DÉTAILS DE LA TÂCHE:
D'après le texte sélectionné, quelle perte peut expliquer un comportement d'isolement et de retrait chez les personnes très âgées ?

TEXTE SÉLECTIONNÉ:
○ ○ ○ ○ ○ ○ ○

Les effets des AVC et des tumeurs        

Les accidents vasculaires cérébraux (AVC), les traumatismes et les tumeurs, lorsqu’ils sont localisés dans les lobes frontaux (c’est-à-dire derrière le front), engendrent eux aussi des répercussions sur le comportement. En général, lorsqu’il s’agit d’une cause vasculaire ou d’une atteinte à la structure du cerveau, les changements surviennent plus rapidement, voire brusquement, en comparaison des troubles neurocognitifs.

La perte de la vue et de l’audition affecte les interactions

À une autre échelle, qui touche beaucoup les personnes très âgées, un comportement d’isolement et de retrait peut aussi s’expliquer par une perte substantielle des sens de la vue et de l’audition. La « désafférentation », désignée ainsi parce qu’il s’agit de la dégradation de signaux nerveux « afférents » au cerveau, entrave leur capacité à interagir avec les personnes qui les entourent et avec leur environnement. Certains de mes patients « retrouvent leur personnalité » lorsqu’ils obtiennent des appareils auditifs ou consultent l’ophtalmologiste.

Les changements normaux de la personnalité

Avant d’arriver au très grand âge, plus propice à toutes ces affections, notre personnalité peut changer, de façon normale, avec les années. Cela en surprendra plus d’un, mais lorsqu’on sonde les personnes âgées, celles-ci se disent plus heureuses que les adultes dans la fleur de l’âge. Les « jeunes vieux » (lire environ 65 ans) sont plus positifs, altruistes et confiants que les « vieux jeunes ».

○ ○ ○ ○ ○ ○ ○

INFORMATIONS FOURNIES:
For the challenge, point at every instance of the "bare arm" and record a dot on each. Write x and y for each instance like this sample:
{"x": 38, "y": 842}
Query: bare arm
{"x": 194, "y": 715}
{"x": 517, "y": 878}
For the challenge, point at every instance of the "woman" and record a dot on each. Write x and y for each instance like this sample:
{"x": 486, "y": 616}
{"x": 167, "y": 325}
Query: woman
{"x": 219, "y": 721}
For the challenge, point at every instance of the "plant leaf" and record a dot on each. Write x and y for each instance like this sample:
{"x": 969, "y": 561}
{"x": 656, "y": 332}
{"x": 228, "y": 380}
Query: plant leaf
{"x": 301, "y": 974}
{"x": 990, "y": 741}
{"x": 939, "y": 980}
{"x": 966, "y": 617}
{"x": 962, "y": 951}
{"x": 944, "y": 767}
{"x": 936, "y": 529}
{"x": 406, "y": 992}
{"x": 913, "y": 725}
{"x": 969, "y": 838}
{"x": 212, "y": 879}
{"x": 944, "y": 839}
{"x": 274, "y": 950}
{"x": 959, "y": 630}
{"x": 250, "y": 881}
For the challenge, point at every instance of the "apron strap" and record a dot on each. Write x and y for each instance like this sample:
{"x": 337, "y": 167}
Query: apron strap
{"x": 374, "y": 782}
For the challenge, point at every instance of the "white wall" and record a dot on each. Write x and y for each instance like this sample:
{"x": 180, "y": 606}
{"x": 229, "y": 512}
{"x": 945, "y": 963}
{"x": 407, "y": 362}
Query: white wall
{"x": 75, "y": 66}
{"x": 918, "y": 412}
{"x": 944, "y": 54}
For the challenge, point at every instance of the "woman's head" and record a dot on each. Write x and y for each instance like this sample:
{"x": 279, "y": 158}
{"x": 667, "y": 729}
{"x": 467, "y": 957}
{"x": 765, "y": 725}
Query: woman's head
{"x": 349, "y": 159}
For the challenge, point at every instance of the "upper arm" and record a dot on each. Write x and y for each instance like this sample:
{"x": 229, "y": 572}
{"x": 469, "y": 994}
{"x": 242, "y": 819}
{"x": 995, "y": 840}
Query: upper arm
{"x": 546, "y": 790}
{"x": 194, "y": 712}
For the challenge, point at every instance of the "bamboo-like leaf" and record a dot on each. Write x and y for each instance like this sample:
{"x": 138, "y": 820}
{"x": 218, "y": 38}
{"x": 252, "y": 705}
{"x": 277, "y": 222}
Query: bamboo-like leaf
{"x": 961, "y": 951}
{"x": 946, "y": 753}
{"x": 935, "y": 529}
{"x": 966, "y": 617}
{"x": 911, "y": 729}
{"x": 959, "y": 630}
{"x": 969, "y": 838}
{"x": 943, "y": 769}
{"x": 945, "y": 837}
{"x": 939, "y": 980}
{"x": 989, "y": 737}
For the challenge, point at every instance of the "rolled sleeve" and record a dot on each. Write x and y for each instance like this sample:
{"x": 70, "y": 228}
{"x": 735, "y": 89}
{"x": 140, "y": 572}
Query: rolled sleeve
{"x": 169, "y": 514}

○ ○ ○ ○ ○ ○ ○

RÉPONSE À L'EXERCICE:
Une perte substantielle des sens de la vue et de l'audition.